> READING TEXT:
-=-=-=-=-

I hope you are ready to live in a one-way open marriage. Seems like you have been since 2007, and have no intentions to stop it. So might as well get use to it. 
Because until you nut up, your situation won't change.


----------



## Acoa (Sep 21, 2012)

You know she is lying. She knows you know and still denies. 

What are your options?

1. Stay
2. Leave 
3. Kick her out

Those are the options you can control. Your WW determines what happens after that. So far you are on option 1. How is it working?


----------



## ing (Mar 26, 2011)

If you love something, set it free..

You need to allow yourself to be free before any form of Reconciliation can even begin.

End the MC. It is a waste of time.
Attend Individual counsling.
Expose the cheating to family and friends
Start building a life which is independent of her. She has!


----------



## Shaggy (Jul 17, 2011)

You don't want to hear run or diviorce, so

My advice is to accept that your wfe chose without guilt or remorse to have sex many times with another man. She has shown neither remorse nor guilt, which means she has neither love nor respect for you.

So since you are unwilling to leave someone who doesn't love you, doesn't repesct you, and has no guilt over cheating on you, my advice is to accept it and get used to it because it will happen again.


----------



## Shaggy (Jul 17, 2011)

H, one other suggestion set:

1. Post the OM on cheaterville.com
2. Take the evidence you have and send it to the OMW
3. Exposé the affair including evidence to family and close friends.


----------



## confusedFather (Jul 15, 2012)

The most important prerequisite of successful R is the cooperation of the WS. If she is not cooperating you will stay angry and, as cedarman said, it will fester and poison everything.

You need to be more proactive and not wait for her to do the right thing. Have you told her family, friends, OM's wife, co-workers etc. Perhaps fear of others finding out is allowing her to cling to lies. If everyone already knows what she's done she may be more willing to work with you.

You must make sure she knows what you require of her to R. Otherwise her fear, shame, etc. will have her trying to maintain the status quo.


----------



## jim123 (Sep 29, 2012)

There is no impasse, she is getting her way. She won't talk about it and that is it. You can continue to hold your breath and get as blue as you like,

Only action works. You don't want to here it or do anything about it, so it is what it is. Get over it is you only option. She knows it and it is time you to realize it.


----------



## theroad (Feb 20, 2012)

tacoma99 said:


> My wife cheated in 2007. I found out about it in 2011. When I confronted her, she of course lied about everything. I showed her the proof, and she continued to lie. The continued lies made me think there might be more going on, so I continued digging. My fears were proven correct, so I went back to her with more proof. She admitted only to what proof I had, but was obviously lying about other things. So... I continued digging... and found more. Every time I would go back to her with more evidence, she would admit little bits of the truth, but not everything.

-=-=-=-=-

> DATASET RECORDS:
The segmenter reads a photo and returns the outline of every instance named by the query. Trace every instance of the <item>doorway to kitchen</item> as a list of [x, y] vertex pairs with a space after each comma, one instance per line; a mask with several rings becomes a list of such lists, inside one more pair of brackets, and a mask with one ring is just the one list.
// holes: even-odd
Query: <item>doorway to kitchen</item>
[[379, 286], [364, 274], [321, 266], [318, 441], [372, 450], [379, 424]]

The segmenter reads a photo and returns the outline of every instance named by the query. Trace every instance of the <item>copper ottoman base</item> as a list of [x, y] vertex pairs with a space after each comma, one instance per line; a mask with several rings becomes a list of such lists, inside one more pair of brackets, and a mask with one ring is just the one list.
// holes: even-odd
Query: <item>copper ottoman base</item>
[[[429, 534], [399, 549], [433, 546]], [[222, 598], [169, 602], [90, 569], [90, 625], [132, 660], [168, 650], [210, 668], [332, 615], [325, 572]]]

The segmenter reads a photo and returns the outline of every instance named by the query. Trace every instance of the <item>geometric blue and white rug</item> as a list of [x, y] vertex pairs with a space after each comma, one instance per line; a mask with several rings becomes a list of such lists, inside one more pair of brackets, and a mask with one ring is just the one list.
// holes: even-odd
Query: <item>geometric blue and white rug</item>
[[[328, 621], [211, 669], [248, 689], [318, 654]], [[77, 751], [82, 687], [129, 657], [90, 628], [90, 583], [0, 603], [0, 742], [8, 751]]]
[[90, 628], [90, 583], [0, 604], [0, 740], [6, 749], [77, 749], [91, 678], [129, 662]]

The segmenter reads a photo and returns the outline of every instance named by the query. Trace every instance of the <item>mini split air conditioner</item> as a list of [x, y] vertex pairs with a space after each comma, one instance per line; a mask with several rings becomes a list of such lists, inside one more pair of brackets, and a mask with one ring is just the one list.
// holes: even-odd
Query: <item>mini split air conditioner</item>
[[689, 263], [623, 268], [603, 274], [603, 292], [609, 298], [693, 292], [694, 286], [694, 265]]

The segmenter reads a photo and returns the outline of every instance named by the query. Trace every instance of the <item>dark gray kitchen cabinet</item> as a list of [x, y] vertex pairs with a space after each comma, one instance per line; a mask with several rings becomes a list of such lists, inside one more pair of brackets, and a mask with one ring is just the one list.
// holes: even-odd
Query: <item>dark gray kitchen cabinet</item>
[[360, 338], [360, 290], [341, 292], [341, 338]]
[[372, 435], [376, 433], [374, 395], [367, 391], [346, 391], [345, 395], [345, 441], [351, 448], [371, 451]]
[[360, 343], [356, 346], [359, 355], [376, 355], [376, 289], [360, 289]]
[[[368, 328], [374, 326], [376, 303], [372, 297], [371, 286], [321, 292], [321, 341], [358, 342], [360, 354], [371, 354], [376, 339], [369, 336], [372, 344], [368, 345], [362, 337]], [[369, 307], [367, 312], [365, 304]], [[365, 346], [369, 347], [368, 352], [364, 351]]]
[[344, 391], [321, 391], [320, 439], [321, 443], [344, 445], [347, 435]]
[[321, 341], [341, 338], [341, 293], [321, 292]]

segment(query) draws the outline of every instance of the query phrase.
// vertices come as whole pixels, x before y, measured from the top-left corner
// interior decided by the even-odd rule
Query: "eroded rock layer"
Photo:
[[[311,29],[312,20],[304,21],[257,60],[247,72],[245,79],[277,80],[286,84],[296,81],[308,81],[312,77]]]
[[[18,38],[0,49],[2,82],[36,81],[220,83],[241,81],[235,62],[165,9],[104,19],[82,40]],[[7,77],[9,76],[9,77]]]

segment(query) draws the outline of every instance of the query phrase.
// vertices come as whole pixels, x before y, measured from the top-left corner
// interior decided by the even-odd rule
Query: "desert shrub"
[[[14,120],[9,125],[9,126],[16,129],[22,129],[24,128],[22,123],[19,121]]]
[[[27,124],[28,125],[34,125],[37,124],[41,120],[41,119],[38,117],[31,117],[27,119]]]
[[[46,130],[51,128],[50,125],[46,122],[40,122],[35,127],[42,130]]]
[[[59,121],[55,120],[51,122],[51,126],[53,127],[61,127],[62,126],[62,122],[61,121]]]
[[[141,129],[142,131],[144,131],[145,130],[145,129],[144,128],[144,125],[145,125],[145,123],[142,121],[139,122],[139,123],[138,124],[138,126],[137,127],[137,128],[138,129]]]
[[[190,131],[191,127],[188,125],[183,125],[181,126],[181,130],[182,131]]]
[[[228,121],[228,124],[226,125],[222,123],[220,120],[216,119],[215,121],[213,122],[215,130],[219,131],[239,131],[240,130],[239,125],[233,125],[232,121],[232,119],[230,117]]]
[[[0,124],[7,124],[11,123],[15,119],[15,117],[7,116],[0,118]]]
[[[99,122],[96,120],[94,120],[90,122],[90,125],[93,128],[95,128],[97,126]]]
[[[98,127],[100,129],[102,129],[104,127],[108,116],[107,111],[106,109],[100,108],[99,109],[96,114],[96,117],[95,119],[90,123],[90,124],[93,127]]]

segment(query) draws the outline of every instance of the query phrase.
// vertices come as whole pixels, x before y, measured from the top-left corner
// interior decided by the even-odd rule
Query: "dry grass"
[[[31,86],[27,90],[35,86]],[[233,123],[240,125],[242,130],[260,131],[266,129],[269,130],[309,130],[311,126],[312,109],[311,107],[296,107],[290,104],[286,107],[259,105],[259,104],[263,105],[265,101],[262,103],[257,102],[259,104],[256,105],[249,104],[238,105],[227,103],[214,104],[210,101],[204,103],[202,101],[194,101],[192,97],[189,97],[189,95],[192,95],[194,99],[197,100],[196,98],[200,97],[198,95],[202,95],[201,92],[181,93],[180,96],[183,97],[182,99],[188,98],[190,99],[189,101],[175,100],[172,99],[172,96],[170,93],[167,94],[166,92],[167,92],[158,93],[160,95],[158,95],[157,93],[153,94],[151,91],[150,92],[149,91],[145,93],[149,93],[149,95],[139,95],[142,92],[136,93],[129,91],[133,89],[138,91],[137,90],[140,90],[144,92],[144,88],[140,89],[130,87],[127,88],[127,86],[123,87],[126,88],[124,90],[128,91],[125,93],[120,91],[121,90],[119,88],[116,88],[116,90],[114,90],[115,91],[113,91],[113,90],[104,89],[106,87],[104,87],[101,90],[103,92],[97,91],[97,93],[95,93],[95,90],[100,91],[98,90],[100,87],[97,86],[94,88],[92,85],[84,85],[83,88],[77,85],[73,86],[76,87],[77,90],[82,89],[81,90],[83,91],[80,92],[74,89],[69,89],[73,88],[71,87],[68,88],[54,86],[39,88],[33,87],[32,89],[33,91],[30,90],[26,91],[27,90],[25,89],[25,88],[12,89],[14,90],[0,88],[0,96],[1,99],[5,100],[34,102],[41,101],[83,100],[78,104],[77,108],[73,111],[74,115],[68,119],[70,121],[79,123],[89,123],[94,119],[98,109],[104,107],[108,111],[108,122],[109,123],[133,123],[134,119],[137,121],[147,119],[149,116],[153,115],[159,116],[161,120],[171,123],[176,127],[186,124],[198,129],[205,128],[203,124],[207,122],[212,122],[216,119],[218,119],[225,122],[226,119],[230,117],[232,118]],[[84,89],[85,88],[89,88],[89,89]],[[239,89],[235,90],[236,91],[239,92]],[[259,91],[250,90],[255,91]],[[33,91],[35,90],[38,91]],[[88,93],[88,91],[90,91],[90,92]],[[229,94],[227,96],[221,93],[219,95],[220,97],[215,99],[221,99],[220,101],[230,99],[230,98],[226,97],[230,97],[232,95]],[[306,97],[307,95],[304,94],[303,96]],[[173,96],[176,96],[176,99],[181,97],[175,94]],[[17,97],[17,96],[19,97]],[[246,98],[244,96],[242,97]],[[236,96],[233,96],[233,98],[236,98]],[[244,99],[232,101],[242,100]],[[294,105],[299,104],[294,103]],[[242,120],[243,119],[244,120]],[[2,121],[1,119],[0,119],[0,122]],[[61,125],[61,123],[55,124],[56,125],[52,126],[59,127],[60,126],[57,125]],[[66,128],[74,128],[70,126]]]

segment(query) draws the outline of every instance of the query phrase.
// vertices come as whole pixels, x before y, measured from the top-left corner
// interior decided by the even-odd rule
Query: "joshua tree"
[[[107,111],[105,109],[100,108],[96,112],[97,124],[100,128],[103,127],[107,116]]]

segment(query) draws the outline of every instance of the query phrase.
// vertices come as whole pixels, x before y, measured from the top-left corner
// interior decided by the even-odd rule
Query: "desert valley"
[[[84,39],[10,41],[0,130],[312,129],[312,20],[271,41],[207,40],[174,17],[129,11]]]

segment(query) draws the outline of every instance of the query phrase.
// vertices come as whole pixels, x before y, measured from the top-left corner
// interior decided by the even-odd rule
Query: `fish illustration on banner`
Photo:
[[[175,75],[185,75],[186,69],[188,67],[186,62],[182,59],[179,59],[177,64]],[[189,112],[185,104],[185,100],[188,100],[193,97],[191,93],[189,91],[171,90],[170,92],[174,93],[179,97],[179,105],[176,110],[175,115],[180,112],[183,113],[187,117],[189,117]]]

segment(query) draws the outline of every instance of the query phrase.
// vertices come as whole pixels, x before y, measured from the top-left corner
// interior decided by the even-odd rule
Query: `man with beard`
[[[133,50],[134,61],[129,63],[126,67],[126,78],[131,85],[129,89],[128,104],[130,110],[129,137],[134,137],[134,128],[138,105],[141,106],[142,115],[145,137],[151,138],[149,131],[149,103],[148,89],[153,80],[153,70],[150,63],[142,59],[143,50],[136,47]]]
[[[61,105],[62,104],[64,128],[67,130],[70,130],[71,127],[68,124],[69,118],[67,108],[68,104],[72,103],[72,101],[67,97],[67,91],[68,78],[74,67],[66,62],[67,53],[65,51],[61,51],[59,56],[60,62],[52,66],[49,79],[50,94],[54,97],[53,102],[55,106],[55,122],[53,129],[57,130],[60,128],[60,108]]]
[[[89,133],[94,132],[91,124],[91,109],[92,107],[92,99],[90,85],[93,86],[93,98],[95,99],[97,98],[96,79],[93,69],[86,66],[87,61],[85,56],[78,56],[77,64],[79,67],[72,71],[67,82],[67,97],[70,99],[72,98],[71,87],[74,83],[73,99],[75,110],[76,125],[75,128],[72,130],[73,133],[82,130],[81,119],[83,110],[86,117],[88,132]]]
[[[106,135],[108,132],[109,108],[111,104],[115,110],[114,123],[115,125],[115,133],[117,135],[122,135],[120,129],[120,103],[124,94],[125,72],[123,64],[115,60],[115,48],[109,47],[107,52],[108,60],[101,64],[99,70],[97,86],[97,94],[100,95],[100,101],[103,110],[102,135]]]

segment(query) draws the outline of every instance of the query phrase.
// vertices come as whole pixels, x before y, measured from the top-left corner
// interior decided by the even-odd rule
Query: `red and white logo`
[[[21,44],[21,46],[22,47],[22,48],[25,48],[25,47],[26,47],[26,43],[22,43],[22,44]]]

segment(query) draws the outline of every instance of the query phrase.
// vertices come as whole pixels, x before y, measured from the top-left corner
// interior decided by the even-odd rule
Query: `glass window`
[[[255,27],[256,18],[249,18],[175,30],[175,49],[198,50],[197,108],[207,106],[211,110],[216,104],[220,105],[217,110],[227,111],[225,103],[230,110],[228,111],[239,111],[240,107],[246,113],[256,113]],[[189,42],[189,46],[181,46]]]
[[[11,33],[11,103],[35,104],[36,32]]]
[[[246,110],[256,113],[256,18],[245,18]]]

-=-=-=-=-

> THE PROBLEM: Carry on the forum thread about the wife's affair from where it stops.

> WRITTEN ANSWER:
> 
> In short, I have come to the point where I am no longer going to go back to her with proof. I want her to come to me and show that she is remorseful and can be an honest person. I feel that if I have to continually show her the proof just to get her to tell the truth, I will ALWAYS have to be digging just so that I feel like I can trust her. I have proof of EVERYTHING she did with the other guy. I have told her that I have proof, but I have not shown her the specifics. Obviously, she thinks I'm bluffing and am just trying to trick her into admitting everything.
> 
> I know that our marriage can work. But I need her to be honest. I know that she has shown that she is not an honest person, but I believe she can be if she chooses to. We have been going to counseling for over a year, and there has been no progress for either of us. We have a good marriage (minus the trust part) and we have 2 children together. There's a lot worth fighting for.


Do you know who the OM is?

Was the affair exposed, to who?

Are you able to verify NC?

Time to schedule a polygraph test for your WW.


----------



## kindi (Apr 28, 2012)

tacoma99 said:


> I am looking for honest advice about how to do something very difficult, not take what I believe in my case, is the easy way out.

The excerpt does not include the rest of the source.